Collect every line of the listing below that contains the word "vest", copying each line in full. Matching is case-sensitive.

═════ RECORDS SUPPLIED ═════

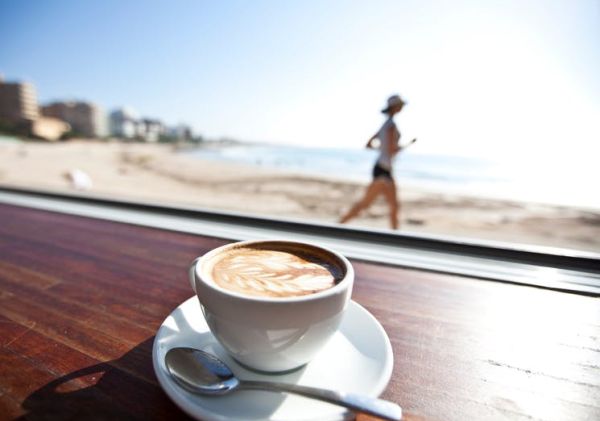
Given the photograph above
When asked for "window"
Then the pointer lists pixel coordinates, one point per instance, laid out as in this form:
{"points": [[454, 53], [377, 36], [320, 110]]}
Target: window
{"points": [[265, 109]]}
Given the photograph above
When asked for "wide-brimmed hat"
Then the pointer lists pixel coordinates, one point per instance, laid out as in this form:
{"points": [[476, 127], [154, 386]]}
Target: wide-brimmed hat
{"points": [[393, 101]]}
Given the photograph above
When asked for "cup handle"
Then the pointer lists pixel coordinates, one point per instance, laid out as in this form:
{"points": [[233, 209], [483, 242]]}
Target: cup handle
{"points": [[192, 274]]}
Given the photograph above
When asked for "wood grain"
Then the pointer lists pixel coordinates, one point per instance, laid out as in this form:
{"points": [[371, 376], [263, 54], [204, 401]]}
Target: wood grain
{"points": [[81, 299]]}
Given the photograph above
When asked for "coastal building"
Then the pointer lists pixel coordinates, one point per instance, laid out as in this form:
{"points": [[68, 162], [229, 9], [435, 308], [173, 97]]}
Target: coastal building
{"points": [[18, 102], [150, 130], [180, 132], [85, 118], [48, 128], [123, 123]]}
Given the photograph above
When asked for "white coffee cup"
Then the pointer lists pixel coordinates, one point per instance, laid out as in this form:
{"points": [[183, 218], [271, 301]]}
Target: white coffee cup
{"points": [[271, 334]]}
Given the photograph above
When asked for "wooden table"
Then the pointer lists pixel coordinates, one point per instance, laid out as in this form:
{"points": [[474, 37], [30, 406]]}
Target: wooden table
{"points": [[81, 300]]}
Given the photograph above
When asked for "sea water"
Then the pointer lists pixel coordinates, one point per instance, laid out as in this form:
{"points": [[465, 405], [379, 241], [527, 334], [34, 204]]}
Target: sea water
{"points": [[533, 181]]}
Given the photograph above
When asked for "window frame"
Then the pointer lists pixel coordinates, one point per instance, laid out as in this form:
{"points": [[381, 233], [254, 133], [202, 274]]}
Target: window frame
{"points": [[545, 267]]}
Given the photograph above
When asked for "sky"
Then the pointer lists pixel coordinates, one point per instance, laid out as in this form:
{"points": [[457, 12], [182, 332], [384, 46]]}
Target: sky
{"points": [[486, 78]]}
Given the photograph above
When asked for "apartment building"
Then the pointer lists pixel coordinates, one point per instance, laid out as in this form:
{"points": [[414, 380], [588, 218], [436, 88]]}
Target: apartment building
{"points": [[85, 118]]}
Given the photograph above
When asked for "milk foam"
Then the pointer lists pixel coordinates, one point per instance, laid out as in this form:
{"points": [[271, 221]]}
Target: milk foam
{"points": [[274, 272]]}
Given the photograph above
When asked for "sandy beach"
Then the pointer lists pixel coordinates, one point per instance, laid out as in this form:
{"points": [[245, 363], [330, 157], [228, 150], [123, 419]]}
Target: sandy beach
{"points": [[159, 173]]}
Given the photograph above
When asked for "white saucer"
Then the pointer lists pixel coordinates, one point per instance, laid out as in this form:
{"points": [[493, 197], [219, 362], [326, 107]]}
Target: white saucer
{"points": [[358, 359]]}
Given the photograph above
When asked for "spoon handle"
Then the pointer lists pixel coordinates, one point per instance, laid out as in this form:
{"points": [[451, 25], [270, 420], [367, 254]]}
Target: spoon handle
{"points": [[359, 403]]}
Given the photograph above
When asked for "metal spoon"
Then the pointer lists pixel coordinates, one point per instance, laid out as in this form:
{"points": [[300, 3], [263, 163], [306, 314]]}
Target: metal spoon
{"points": [[203, 373]]}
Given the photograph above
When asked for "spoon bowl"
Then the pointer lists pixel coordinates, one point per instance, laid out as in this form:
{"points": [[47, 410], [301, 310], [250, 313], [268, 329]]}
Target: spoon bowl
{"points": [[202, 373]]}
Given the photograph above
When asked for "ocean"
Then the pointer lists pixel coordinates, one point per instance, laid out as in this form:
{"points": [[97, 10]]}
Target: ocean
{"points": [[500, 179]]}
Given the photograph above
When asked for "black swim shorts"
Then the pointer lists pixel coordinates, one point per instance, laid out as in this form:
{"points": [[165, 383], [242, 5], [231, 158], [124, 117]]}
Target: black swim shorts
{"points": [[379, 171]]}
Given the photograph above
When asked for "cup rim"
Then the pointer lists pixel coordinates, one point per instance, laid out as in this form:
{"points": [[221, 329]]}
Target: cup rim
{"points": [[342, 285]]}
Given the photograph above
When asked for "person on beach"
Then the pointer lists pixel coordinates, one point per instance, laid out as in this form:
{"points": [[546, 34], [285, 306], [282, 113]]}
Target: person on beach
{"points": [[383, 181]]}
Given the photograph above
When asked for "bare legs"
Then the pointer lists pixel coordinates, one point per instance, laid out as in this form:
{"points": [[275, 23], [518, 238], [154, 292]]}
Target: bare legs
{"points": [[378, 186]]}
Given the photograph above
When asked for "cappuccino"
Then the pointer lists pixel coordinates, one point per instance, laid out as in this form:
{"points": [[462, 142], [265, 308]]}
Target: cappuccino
{"points": [[276, 269]]}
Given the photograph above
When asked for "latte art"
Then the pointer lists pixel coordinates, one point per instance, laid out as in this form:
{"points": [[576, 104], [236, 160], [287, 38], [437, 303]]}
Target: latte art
{"points": [[274, 272]]}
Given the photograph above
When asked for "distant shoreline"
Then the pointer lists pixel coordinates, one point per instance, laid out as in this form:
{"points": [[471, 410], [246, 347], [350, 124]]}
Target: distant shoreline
{"points": [[155, 172]]}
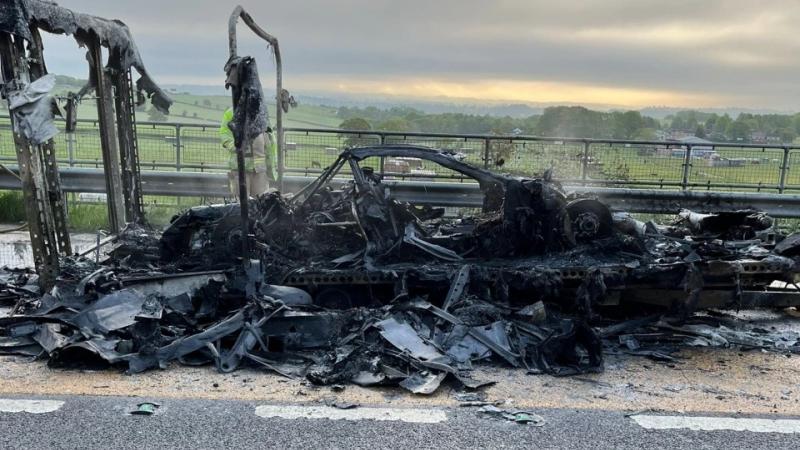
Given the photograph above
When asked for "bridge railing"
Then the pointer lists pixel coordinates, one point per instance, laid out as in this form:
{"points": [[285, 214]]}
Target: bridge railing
{"points": [[186, 147]]}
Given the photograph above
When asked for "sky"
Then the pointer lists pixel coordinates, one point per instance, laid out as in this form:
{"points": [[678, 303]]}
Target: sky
{"points": [[620, 53]]}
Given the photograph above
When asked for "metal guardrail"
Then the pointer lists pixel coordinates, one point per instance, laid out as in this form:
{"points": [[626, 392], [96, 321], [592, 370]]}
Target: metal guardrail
{"points": [[590, 162], [179, 159], [448, 194]]}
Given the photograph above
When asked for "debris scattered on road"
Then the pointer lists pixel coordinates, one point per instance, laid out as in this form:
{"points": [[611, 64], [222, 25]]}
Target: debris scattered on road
{"points": [[517, 416], [352, 285], [145, 409]]}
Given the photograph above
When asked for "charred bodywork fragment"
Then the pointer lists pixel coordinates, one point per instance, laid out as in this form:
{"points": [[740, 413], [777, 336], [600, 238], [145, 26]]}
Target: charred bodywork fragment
{"points": [[351, 283]]}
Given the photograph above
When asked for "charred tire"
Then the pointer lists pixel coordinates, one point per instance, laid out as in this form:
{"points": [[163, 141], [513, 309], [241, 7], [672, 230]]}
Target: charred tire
{"points": [[589, 220]]}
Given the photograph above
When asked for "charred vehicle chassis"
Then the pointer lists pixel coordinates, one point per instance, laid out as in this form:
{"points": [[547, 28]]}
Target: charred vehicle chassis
{"points": [[345, 240], [342, 281]]}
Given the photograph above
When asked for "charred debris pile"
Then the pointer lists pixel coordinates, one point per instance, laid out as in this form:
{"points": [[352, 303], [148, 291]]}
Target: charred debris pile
{"points": [[405, 303]]}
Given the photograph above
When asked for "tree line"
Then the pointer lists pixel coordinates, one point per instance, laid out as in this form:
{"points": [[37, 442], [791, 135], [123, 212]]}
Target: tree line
{"points": [[580, 122]]}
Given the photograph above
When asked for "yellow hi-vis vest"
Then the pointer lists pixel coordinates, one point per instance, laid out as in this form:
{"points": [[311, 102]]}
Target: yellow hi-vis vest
{"points": [[271, 152]]}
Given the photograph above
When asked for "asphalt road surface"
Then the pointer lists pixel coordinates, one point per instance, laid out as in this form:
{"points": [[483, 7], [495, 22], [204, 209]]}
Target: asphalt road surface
{"points": [[106, 422], [707, 398]]}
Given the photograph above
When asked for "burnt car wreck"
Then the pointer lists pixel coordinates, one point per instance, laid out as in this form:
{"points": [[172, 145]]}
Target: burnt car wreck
{"points": [[347, 281]]}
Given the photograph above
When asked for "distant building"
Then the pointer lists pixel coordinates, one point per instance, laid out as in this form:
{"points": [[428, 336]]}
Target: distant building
{"points": [[701, 148]]}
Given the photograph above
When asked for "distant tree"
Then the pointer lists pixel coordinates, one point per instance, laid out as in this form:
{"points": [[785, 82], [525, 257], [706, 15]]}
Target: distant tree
{"points": [[646, 134], [154, 115], [700, 131], [394, 124], [355, 124], [738, 130]]}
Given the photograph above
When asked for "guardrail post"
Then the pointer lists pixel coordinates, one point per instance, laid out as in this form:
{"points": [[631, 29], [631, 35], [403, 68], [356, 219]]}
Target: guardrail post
{"points": [[487, 147], [585, 161], [687, 164], [784, 170], [178, 147], [71, 149]]}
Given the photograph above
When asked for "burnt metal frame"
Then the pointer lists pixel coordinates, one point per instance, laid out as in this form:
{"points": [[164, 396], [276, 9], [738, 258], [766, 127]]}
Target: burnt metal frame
{"points": [[239, 12], [45, 205]]}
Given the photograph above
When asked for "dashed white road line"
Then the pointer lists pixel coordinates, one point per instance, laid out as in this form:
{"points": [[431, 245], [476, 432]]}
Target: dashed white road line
{"points": [[361, 413], [787, 426], [29, 406]]}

═════

▸ **ANSWER TO THIS PROBLEM**:
When asked for "yellow hi-vis vest"
Target: yellow hi-vis vest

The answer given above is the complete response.